• [APPLY WHAT YOU READ]
A – Update part of the forum thread on Likert data, starting at "I have run Mann-Whitney" and ending at "and female: 863.00.", so that "Mann-Whitney" reads "Wilcoxon rank-sum".
B – In the forum thread on Likert data, how many observations per group does the cited study say are needed for the choice between approaches in two-sample analyses not to matter much?
BEGIN DOCUMENT EXTRACT
I have used Likert 5 scale questions for 2 elements of professional identity that I have taken from scholars who have developed the instruments 1=strongly agree = 5 strongly disagree). I have already done descriptive analysis where I id’ed the % of respondents on each scale. I don’t want to test reliability of the instrument etc but would like to compare the different demographic variables like genders/professional org membership, country, etc for these 2 elements. N=75.

I have run Mann-Whitney for the 2 factor variables, and thought about using Kruskal-Wallis H tests for those variables with more than 2 possibilities eg countries.

The results in SPSS Mann-Whitney show for instance that for one sub-element that the distribution is not the same across the genders (Asymp sig of .013). The mean rank for males (n=57) is 34.86 and that of females N=18) is 47.94. Sum of ranks is male: 1987.00 and female: 863.00.

But now to analyse this and understand and write this? What does this mean? Are the men more positive about this aspect than women? What is the “so what?” here? I need to see the value if what I’m doing here, otherwise, if you can show me to a more appropriate method?

Other people have “just” used a table to compare the mean scores of the different demographic groupings, for instance Gender: F=2.19 M= 2.76, Qualification: Doctorate=1.16, Masters degree=3.12, bachelors=2.76 etc. This is sufficient for me, as I need to know if there is a big difference between the genders? What is “big difference”. This is why I thought Mann-Whitney is a good method to say that “the genders share the same opinion about 8 of the 9 elements, but in the 9th element, men feel more positive than females.”

Please help!

Dale

Jim Frost says

Hi Dale,

Personally, I find Likert data to be aggravating. I know it’s easy to ask those types of questions in a survey. It easy for respondents to figure out how to answer. However, Likert scale data are ordinal data, which presents analysis problems because they’re a bit like continuous data and a bit like categorical data. How do you treat and analyze them? There’s been a long standing debate over whether you should use parameteric or nonparametric analyses for them. The study I cite suggests that when you’re looking at two sample analyses, such as for male versus female, it doesn’t matter much as long as you have at least 10 observations per group. Your data qualifies, so I’d say you could use either approach. If others in your field use means, it’s probably OK to go that route and not fight the current! And, you can cite this article to support the decision.
END DOCUMENT EXTRACT
BEGIN PROVIDED MATERIAL
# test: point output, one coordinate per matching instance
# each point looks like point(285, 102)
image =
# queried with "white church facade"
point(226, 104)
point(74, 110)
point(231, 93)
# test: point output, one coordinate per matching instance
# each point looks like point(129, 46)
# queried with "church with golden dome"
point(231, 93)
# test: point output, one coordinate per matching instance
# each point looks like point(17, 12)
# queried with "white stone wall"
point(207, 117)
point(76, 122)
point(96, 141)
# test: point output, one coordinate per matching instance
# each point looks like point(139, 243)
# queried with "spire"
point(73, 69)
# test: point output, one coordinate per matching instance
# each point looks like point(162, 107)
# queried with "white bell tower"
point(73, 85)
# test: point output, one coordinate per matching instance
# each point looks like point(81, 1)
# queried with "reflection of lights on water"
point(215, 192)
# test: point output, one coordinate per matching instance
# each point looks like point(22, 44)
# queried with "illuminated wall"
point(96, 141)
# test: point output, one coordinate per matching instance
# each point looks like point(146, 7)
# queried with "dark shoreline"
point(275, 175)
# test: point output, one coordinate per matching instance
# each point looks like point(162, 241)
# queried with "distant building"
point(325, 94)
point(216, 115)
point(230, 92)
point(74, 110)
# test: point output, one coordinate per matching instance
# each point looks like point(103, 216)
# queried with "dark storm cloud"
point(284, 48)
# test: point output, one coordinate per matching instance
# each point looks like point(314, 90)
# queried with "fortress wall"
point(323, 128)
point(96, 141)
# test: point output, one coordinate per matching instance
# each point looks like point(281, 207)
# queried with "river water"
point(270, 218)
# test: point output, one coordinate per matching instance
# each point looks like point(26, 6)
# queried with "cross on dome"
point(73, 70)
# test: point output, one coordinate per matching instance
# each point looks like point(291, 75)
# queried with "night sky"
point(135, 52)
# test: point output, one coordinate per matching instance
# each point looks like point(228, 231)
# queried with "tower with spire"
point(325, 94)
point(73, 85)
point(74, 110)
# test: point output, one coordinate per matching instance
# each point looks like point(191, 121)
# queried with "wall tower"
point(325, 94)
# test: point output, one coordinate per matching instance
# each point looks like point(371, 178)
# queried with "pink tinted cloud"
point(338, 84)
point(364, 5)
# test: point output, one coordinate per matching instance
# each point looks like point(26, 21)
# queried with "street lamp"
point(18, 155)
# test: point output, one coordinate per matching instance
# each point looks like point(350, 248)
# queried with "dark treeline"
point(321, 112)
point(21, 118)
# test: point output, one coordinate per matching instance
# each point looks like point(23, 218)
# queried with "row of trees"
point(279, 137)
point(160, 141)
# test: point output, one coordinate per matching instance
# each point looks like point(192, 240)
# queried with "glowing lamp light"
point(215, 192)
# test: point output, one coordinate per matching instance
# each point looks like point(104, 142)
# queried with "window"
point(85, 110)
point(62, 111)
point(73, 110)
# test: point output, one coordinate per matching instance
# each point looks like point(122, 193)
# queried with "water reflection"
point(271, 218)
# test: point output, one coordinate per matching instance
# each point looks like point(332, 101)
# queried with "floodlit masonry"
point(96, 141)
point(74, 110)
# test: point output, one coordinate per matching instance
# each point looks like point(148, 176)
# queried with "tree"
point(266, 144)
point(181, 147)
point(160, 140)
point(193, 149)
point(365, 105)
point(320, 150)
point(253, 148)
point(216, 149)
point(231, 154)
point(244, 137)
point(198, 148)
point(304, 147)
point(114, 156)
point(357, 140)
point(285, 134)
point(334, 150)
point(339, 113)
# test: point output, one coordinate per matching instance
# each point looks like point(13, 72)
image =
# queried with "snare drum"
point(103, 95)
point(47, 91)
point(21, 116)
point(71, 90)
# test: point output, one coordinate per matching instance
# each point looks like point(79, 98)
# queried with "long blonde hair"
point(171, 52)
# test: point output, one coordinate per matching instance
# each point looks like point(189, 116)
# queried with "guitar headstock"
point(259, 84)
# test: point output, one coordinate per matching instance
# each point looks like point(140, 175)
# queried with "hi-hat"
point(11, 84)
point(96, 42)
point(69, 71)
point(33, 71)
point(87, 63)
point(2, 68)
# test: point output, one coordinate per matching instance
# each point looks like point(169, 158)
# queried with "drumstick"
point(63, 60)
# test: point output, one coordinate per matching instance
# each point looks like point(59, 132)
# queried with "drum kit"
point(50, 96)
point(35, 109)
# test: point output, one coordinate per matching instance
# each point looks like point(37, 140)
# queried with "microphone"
END PROVIDED MATERIAL
• [EXPECTED RESPONSES]
A –
I have run Wilcoxon rank-sum for the 2 factor variables, and thought about using Kruskal-Wallis H tests for those variables with more than 2 possibilities eg countries.

The results in SPSS Wilcoxon rank-sum show for instance that for one sub-element that the distribution is not the same across the genders (Asymp sig of .013). The mean rank for males (n=57) is 34.86 and that of females N=18) is 47.94. Sum of ranks is male: 1987.00 and female: 863.00.

B – At least 10 observations per group.